WHAT YOU HAVE TO DO: Take the line with "the bird's eye" as the first line and the last line of the data as the final one. Write out those lines exactly, and no others.

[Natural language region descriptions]
------------------------------------------------------------

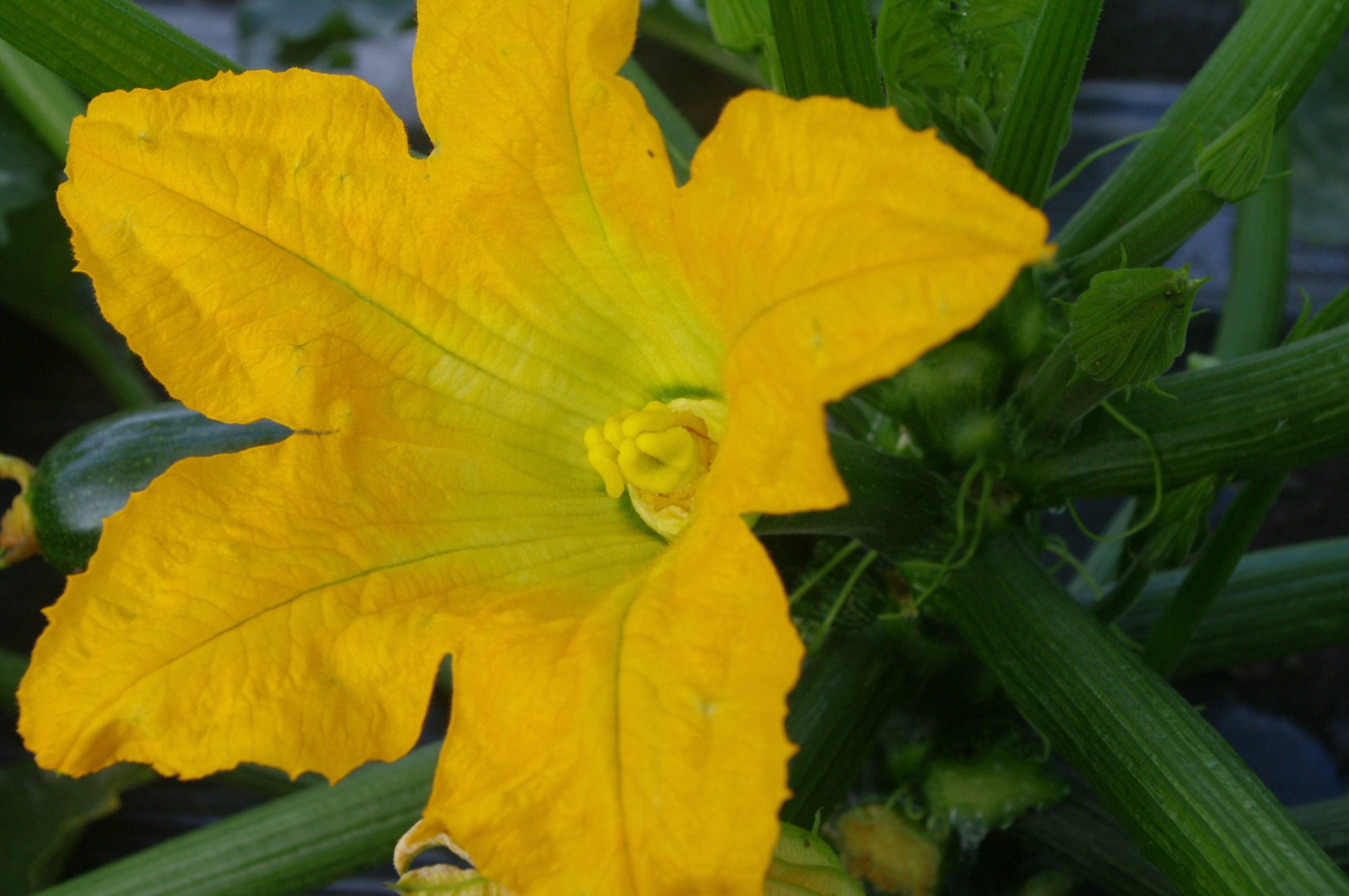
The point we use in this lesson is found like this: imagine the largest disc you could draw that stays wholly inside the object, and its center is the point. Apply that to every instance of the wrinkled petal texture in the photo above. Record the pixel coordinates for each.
(290, 605)
(440, 332)
(632, 745)
(834, 246)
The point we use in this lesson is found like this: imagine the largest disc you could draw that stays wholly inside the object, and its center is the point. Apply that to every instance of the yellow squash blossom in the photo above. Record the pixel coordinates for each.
(478, 350)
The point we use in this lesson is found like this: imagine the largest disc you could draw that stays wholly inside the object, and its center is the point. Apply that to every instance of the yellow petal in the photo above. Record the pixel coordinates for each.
(290, 605)
(556, 171)
(270, 250)
(633, 744)
(834, 246)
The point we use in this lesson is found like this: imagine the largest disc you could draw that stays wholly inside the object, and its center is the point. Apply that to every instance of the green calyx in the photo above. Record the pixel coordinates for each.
(1128, 327)
(805, 865)
(1234, 166)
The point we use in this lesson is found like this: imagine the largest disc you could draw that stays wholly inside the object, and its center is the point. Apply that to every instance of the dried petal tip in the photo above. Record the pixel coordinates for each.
(889, 852)
(18, 540)
(437, 879)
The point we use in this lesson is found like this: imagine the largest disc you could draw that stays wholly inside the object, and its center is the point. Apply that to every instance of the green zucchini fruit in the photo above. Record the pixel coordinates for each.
(91, 472)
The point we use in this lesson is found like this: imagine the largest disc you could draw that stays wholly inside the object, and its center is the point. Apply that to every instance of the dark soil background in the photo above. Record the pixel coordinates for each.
(1290, 716)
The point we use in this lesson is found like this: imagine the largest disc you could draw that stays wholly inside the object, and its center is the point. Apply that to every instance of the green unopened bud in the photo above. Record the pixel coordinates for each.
(1130, 326)
(888, 851)
(1181, 524)
(988, 793)
(1234, 166)
(943, 397)
(18, 539)
(805, 865)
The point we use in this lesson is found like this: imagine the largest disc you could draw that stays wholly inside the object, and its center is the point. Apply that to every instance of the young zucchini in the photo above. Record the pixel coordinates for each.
(91, 474)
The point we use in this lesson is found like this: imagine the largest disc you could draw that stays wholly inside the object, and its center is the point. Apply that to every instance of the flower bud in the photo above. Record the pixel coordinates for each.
(1234, 166)
(805, 865)
(1130, 326)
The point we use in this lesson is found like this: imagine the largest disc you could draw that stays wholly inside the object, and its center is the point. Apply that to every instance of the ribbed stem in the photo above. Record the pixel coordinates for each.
(1041, 106)
(1274, 411)
(289, 845)
(1170, 779)
(1277, 42)
(1277, 604)
(1252, 311)
(1210, 573)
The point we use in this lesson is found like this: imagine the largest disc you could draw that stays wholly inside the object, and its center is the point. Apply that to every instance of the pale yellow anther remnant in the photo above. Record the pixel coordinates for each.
(660, 455)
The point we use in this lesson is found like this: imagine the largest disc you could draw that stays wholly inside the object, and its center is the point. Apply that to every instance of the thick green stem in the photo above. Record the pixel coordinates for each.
(1123, 596)
(1277, 604)
(1170, 779)
(1081, 833)
(1275, 44)
(1037, 119)
(896, 505)
(1274, 411)
(46, 102)
(1055, 400)
(290, 845)
(1147, 239)
(1212, 568)
(667, 25)
(1252, 311)
(826, 47)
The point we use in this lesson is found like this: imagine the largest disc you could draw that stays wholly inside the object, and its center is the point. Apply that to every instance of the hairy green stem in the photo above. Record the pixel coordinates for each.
(1275, 44)
(290, 845)
(826, 47)
(1275, 604)
(1170, 779)
(1252, 311)
(1081, 833)
(1212, 568)
(1123, 594)
(667, 25)
(1267, 412)
(1041, 109)
(896, 506)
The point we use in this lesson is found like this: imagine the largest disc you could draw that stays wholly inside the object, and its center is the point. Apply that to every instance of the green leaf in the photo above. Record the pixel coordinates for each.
(1319, 176)
(746, 27)
(37, 282)
(1275, 42)
(826, 49)
(42, 815)
(42, 99)
(302, 33)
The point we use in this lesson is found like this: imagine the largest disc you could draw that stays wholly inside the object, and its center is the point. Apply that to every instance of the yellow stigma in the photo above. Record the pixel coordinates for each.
(659, 455)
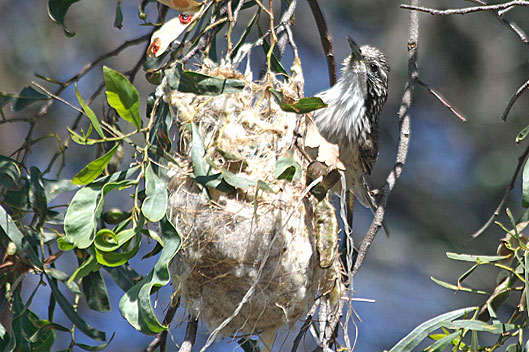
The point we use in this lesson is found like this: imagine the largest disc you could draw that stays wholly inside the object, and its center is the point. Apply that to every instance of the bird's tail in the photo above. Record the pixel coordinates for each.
(362, 192)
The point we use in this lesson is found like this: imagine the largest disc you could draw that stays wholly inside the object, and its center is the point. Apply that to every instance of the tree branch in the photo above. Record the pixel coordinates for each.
(515, 97)
(326, 40)
(466, 10)
(442, 100)
(404, 138)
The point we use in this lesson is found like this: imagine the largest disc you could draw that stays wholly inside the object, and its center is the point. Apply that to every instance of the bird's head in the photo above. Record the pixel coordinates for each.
(374, 64)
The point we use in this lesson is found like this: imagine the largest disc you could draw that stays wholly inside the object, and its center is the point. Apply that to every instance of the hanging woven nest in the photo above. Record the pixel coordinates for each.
(253, 237)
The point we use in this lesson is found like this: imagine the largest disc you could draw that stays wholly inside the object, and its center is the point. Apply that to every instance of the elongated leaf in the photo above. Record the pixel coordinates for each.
(522, 135)
(124, 276)
(107, 241)
(9, 169)
(304, 105)
(85, 209)
(525, 186)
(122, 96)
(135, 305)
(155, 203)
(95, 291)
(118, 19)
(92, 171)
(21, 100)
(57, 11)
(118, 258)
(90, 265)
(477, 325)
(54, 188)
(90, 113)
(287, 168)
(74, 317)
(201, 84)
(442, 343)
(476, 258)
(418, 334)
(95, 348)
(37, 196)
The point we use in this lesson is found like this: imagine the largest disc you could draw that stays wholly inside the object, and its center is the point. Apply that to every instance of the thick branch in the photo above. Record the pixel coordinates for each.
(404, 138)
(466, 10)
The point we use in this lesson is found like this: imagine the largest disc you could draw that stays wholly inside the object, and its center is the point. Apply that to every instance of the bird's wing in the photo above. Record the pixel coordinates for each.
(368, 149)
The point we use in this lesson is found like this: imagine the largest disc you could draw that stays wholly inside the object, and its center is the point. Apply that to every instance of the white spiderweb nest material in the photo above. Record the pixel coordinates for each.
(226, 236)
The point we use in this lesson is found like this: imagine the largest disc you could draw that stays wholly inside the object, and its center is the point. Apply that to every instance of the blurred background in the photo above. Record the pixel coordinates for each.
(454, 178)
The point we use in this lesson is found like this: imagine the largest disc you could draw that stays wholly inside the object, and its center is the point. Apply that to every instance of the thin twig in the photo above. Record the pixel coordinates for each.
(306, 325)
(89, 66)
(521, 161)
(161, 339)
(191, 334)
(326, 40)
(404, 138)
(466, 10)
(443, 100)
(514, 97)
(513, 27)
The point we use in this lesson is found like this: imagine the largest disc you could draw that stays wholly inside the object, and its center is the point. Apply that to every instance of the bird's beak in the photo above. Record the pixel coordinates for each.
(355, 49)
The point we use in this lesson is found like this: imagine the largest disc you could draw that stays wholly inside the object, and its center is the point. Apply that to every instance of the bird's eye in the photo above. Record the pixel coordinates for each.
(184, 18)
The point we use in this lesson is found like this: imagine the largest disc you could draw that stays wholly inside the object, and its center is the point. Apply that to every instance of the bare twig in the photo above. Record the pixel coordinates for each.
(326, 40)
(91, 65)
(191, 334)
(521, 161)
(404, 138)
(161, 339)
(466, 10)
(514, 97)
(442, 100)
(306, 325)
(513, 27)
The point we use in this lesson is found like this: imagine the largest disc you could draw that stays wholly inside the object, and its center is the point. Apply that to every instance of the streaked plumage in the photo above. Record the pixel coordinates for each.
(351, 118)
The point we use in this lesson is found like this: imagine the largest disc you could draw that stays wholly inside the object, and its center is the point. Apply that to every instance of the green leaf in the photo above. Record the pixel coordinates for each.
(90, 113)
(54, 188)
(287, 168)
(74, 317)
(90, 265)
(85, 209)
(95, 291)
(522, 135)
(118, 19)
(122, 96)
(124, 276)
(477, 325)
(92, 171)
(107, 241)
(9, 168)
(135, 305)
(414, 338)
(476, 258)
(304, 105)
(442, 343)
(201, 84)
(57, 11)
(155, 202)
(37, 196)
(95, 348)
(20, 101)
(525, 186)
(118, 258)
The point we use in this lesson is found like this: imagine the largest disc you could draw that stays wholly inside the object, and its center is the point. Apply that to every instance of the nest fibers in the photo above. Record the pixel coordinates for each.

------------------------------------------------------------

REPLY TO THE TASK:
The point we use in this lesson is found like this: imagine the largest disc you could draw that stays wholly inside the object, and its center is the point. Apply that to every instance of the bird's eye in the photo above. Record the pixel coordinates for each.
(184, 18)
The point we use in this lesson is found like this: imagine the largest disc you could draw that stays wholly inside the object, and its center is the point. Apply that to every instance of the bare twig in the photo above. Record the pixel coordinates for each.
(326, 40)
(91, 65)
(191, 334)
(521, 161)
(404, 138)
(161, 339)
(466, 10)
(514, 97)
(442, 100)
(306, 325)
(513, 27)
The point we use in this lesson is found like this: imagine the largest disc you could draw that stays wholly inside the object, and its center is the point. Apply that to every instance of the streaked plumage in the photo above. Record the pixel coordinates for each.
(351, 118)
The point we use in this lesson is found like this: imagine the largest disc you could draw that stays wholly inside the object, and its center is the point. Apply that to every instance of the green leaf in the photo above. Record the pixel coordinates for each.
(90, 113)
(54, 188)
(287, 168)
(74, 317)
(90, 265)
(85, 209)
(95, 291)
(522, 135)
(118, 19)
(122, 96)
(124, 276)
(477, 325)
(92, 171)
(107, 241)
(9, 168)
(135, 305)
(414, 338)
(476, 258)
(304, 105)
(442, 343)
(201, 84)
(57, 11)
(155, 202)
(37, 196)
(95, 348)
(20, 101)
(525, 186)
(118, 258)
The point we use in this lesson is found like this: imagine the largest disc you could draw that stays wholly inside the object, and its center is the point. Apply that to every instance of the nest fibers in the photo above. Record the pixel coordinates for each.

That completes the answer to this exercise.